◆ **WORKING DATA**:
-- BEGIN --

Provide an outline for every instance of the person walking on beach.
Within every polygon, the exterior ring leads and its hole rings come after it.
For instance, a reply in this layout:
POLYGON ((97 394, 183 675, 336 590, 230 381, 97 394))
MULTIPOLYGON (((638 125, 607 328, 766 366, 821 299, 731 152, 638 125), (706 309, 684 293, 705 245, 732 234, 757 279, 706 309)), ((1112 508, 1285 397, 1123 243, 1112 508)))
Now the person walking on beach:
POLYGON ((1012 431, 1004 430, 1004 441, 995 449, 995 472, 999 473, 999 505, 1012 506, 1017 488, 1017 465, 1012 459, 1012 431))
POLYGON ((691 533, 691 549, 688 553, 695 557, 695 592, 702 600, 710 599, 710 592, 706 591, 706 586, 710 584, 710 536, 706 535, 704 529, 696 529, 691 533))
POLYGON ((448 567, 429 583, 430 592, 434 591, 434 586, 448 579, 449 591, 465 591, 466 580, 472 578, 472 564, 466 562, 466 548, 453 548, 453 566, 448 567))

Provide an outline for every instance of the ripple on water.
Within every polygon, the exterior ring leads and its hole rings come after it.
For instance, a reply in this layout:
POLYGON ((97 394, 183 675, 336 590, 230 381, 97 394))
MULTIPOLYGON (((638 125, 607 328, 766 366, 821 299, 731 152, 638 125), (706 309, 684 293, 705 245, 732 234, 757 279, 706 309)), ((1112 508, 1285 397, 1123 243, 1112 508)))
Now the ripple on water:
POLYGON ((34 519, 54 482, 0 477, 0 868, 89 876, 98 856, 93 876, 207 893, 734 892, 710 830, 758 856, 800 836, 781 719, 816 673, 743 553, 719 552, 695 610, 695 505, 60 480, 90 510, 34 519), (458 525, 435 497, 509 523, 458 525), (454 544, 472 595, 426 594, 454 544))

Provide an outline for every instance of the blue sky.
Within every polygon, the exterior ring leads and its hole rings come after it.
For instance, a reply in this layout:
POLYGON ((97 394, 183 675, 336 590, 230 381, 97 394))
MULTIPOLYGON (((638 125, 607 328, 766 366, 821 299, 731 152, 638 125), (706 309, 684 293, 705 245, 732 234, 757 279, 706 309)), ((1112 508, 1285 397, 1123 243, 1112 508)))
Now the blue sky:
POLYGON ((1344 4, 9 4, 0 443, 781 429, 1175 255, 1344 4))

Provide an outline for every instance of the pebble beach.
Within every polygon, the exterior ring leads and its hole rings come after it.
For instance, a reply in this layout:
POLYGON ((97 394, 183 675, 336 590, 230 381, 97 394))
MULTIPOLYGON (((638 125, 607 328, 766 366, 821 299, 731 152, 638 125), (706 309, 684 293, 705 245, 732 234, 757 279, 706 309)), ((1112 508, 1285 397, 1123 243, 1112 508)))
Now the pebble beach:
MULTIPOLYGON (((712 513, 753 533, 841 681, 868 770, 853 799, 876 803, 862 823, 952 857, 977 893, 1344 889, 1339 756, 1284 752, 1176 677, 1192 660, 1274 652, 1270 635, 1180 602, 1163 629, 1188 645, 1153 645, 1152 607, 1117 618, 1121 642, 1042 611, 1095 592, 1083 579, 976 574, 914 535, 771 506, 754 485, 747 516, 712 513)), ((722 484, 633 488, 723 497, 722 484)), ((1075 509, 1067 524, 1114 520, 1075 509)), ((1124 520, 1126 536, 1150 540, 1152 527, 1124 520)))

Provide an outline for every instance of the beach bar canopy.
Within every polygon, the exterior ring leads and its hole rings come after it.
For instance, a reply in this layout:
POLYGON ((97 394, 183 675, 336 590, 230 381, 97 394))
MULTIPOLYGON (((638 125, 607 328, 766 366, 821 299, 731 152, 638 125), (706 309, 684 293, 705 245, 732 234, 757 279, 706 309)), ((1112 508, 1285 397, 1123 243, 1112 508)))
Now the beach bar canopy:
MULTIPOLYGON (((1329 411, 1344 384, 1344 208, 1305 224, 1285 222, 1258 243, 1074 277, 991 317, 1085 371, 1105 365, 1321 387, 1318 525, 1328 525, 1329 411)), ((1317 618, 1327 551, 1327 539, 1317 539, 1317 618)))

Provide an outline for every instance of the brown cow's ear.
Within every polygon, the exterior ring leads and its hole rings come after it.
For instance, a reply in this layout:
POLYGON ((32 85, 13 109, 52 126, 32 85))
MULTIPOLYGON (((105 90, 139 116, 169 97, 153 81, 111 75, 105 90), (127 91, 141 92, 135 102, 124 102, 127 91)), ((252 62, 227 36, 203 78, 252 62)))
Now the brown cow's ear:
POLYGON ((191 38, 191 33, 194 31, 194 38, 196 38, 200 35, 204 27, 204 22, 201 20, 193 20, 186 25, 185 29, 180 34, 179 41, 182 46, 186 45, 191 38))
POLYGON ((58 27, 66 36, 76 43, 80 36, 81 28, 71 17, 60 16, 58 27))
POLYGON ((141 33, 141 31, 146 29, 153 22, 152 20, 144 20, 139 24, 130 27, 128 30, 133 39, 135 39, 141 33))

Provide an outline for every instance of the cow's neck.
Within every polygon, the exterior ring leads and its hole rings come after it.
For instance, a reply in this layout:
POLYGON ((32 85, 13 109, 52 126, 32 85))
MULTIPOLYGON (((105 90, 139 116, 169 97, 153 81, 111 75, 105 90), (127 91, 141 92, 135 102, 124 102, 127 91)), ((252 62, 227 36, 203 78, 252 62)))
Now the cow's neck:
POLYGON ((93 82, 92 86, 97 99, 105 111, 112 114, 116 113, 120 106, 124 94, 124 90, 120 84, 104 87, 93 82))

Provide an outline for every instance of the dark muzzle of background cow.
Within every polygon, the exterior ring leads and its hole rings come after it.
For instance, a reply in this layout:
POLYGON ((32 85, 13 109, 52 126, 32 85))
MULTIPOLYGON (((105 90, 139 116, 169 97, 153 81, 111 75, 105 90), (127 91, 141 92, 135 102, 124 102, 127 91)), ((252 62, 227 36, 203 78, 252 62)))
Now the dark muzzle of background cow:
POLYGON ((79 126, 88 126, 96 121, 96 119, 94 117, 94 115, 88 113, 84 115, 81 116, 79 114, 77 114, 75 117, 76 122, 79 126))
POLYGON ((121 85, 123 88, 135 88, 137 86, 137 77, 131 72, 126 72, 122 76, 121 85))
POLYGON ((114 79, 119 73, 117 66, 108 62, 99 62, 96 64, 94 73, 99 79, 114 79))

-- END --

◆ **GIVEN PROBLEM**: Write the material out again word for word.

◆ **ANSWER FOR THE TASK**:
Provide an outline for every instance of the person walking on beach.
Within every polygon, the exterior ring leads and its hole rings come after it.
For instance, a reply in this layout:
POLYGON ((97 394, 183 675, 336 590, 230 381, 97 394))
MULTIPOLYGON (((638 125, 607 328, 766 366, 821 299, 731 152, 638 125), (706 309, 684 293, 705 245, 732 234, 757 279, 706 309)), ((1112 508, 1285 397, 1123 243, 1112 508)))
Now the person walking on beach:
POLYGON ((1012 431, 1004 430, 1004 441, 995 449, 995 472, 999 473, 999 505, 1012 506, 1017 488, 1017 465, 1012 459, 1012 431))
POLYGON ((691 533, 691 549, 688 553, 695 557, 695 592, 702 600, 710 599, 710 592, 706 591, 706 586, 710 584, 710 536, 706 535, 704 529, 696 529, 691 533))
POLYGON ((448 567, 429 583, 430 592, 434 591, 434 586, 448 579, 449 591, 465 591, 466 580, 472 578, 472 564, 466 562, 466 548, 453 548, 453 566, 448 567))

Provide an outline for every instance of the ripple on water.
Within every polygon, the exterior ring leads and its hole rings come after it.
For instance, a reply in this layout:
POLYGON ((97 394, 183 675, 336 590, 230 381, 97 394))
MULTIPOLYGON (((638 125, 607 328, 766 366, 821 299, 731 152, 638 125), (706 309, 684 293, 705 245, 732 234, 757 279, 706 309)), ((1112 508, 1285 397, 1123 243, 1112 508)))
Now the ripple on water:
POLYGON ((34 519, 54 482, 0 477, 0 868, 89 876, 98 856, 93 876, 207 893, 734 892, 710 830, 758 856, 800 836, 781 719, 816 673, 743 553, 719 552, 695 610, 695 505, 60 480, 90 510, 34 519), (458 525, 435 497, 509 523, 458 525), (454 544, 472 595, 426 594, 454 544))

Provide an outline for every instance of the blue sky.
Within every polygon, the exterior ring leads and its hole rings come after it.
For instance, a reply in this layout:
POLYGON ((97 394, 183 675, 336 590, 230 381, 97 394))
MULTIPOLYGON (((638 125, 607 328, 766 366, 821 299, 731 152, 638 125), (706 309, 684 293, 705 245, 732 234, 757 279, 706 309)), ((1112 508, 1285 397, 1123 243, 1112 508)))
Now the blue sky:
POLYGON ((1344 4, 9 4, 0 443, 781 429, 1175 255, 1344 4))

Provide an outline for every instance of the pebble beach.
Within every polygon, the exterior ring leads and its hole rings come after it.
For instance, a reply in this layout:
POLYGON ((97 394, 183 675, 336 590, 230 381, 97 394))
MULTIPOLYGON (((638 125, 607 328, 766 366, 821 299, 731 152, 638 125), (706 309, 684 293, 705 245, 732 234, 757 279, 706 309)), ((1112 508, 1285 397, 1123 243, 1112 508)))
Now the pebble beach:
MULTIPOLYGON (((712 513, 753 533, 841 681, 868 770, 853 799, 876 803, 862 823, 952 857, 977 893, 1344 889, 1339 756, 1284 752, 1176 677, 1192 660, 1274 652, 1270 635, 1180 602, 1163 629, 1188 645, 1153 645, 1152 607, 1117 618, 1121 642, 1042 611, 1095 592, 1083 579, 976 574, 914 535, 771 506, 754 485, 747 516, 712 513)), ((722 484, 633 488, 723 497, 722 484)), ((1075 509, 1067 524, 1114 520, 1075 509)), ((1124 520, 1126 536, 1150 540, 1152 527, 1124 520)))

Provide an outline for every instance of the beach bar canopy.
Within every polygon, the exterior ring leads and its hole rings come after it.
For instance, a reply in this layout:
POLYGON ((97 394, 183 675, 336 590, 230 381, 97 394))
MULTIPOLYGON (((638 125, 607 328, 766 366, 821 299, 731 152, 638 125), (706 309, 684 293, 705 245, 732 234, 757 279, 706 309)), ((1112 508, 1285 397, 1123 243, 1112 508)))
Now the beach bar canopy:
MULTIPOLYGON (((1329 411, 1344 384, 1344 208, 1305 224, 1285 222, 1258 243, 1074 277, 991 317, 1085 371, 1105 365, 1321 387, 1318 525, 1328 525, 1329 411)), ((1317 618, 1327 551, 1327 539, 1317 539, 1317 618)))

Provide an outline for every instance of the brown cow's ear.
Within every polygon, the exterior ring leads and its hole rings come after it.
For instance, a reply in this layout:
POLYGON ((32 85, 13 109, 52 126, 32 85))
MULTIPOLYGON (((105 90, 139 116, 169 97, 153 81, 111 75, 105 90), (127 91, 141 92, 135 102, 124 102, 127 91)), ((252 62, 227 36, 203 78, 252 62)))
Now the brown cow's ear:
POLYGON ((191 38, 191 33, 194 31, 194 38, 196 38, 200 35, 204 27, 204 22, 201 20, 193 20, 186 25, 185 29, 180 34, 179 41, 182 46, 186 45, 191 38))
POLYGON ((58 27, 66 36, 76 43, 80 36, 81 28, 71 17, 60 16, 58 27))
POLYGON ((141 33, 141 31, 146 29, 153 22, 152 20, 144 20, 139 24, 130 27, 128 30, 133 39, 135 39, 141 33))

Provide an outline for every instance of the cow's neck.
Within every polygon, the exterior ring leads and its hole rings come after it.
For instance, a reply in this layout:
POLYGON ((32 85, 13 109, 52 126, 32 85))
MULTIPOLYGON (((105 90, 139 116, 169 97, 153 81, 111 75, 105 90), (127 91, 141 92, 135 102, 124 102, 127 91)), ((252 62, 227 36, 203 78, 252 62)))
Now the cow's neck:
POLYGON ((93 82, 92 86, 97 99, 105 111, 112 114, 116 113, 120 106, 124 94, 124 90, 120 84, 104 87, 93 82))

Provide an outline for every instance of the dark muzzle of background cow.
Within every polygon, the exterior ring leads and its hole rings come after it.
For instance, a reply in this layout:
POLYGON ((32 85, 13 109, 52 126, 32 85))
MULTIPOLYGON (((105 90, 139 116, 169 97, 153 81, 111 75, 105 90), (127 91, 141 92, 135 102, 124 102, 127 91)), ((252 62, 227 36, 203 78, 252 62)))
Now the dark muzzle of background cow:
POLYGON ((79 126, 88 126, 96 121, 96 119, 94 117, 94 115, 88 113, 84 115, 81 116, 79 114, 77 114, 75 117, 76 122, 79 126))
POLYGON ((121 85, 123 88, 135 88, 137 86, 137 77, 131 72, 126 72, 122 76, 121 85))
POLYGON ((114 79, 119 73, 117 66, 108 62, 99 62, 96 64, 94 73, 99 79, 114 79))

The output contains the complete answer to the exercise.